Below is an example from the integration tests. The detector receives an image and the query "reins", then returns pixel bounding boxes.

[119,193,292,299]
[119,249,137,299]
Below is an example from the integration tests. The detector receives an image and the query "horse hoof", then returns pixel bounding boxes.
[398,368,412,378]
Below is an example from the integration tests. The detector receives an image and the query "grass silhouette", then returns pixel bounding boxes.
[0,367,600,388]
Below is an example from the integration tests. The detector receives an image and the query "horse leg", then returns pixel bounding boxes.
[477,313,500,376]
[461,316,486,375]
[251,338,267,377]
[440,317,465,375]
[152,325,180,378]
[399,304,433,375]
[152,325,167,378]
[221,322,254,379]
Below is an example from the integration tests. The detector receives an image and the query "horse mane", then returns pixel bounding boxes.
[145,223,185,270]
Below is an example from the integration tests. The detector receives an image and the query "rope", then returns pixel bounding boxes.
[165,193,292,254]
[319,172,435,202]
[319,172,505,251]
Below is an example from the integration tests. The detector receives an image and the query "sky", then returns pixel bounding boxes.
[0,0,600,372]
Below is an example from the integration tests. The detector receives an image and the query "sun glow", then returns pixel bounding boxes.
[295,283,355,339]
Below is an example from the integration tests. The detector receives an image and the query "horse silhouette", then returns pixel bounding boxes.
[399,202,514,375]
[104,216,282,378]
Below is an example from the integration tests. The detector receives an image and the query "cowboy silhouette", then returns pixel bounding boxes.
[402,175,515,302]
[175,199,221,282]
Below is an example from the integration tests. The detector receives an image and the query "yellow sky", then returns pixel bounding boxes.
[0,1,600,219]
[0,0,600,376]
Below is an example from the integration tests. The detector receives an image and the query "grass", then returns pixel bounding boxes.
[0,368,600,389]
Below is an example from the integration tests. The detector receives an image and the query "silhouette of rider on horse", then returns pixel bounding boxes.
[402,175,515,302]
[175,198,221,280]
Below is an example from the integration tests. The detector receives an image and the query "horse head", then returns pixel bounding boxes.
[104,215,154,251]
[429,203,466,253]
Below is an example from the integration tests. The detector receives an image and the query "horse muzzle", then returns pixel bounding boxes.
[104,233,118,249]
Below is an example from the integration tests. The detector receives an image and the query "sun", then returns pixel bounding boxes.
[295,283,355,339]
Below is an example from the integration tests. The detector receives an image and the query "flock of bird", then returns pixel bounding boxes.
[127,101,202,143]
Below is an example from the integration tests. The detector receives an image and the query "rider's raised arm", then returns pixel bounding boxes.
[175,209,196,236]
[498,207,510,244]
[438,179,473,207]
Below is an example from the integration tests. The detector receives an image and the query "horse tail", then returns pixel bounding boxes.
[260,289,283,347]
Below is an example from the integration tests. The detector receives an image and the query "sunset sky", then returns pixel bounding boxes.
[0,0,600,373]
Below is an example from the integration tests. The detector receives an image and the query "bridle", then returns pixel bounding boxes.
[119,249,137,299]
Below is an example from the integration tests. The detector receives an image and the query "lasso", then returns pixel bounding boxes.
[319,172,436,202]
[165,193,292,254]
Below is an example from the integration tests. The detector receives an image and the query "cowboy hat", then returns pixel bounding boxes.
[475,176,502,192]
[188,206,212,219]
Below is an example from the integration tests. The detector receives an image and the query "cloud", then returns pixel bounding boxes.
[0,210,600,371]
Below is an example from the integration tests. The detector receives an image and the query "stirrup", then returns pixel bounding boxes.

_ _ _

# What needs to be done
Reproduce the data above verbatim, from its first line up to and including the line with "[221,322,254,379]".

# Correct result
Below is an example from the integration tests. The detector receives an image and the query "reins", then returns pixel bounding boxes.

[119,193,292,299]
[119,249,137,299]
Below is an example from the integration tests. The detector receives an image and the query "horse hoof", then returns pixel bounding boxes.
[398,368,412,378]
Below is an example from the integration tests. The detector receives an image and the query "grass silhouette", then returns pixel bounding boxes.
[0,367,600,388]
Below is an example from the integration tests. The detector receives an image and the query "horse leg", then returns pixel bounding boxes.
[477,313,500,376]
[461,316,486,375]
[251,338,267,377]
[440,317,465,375]
[152,325,180,378]
[399,304,433,375]
[152,325,167,378]
[221,322,254,379]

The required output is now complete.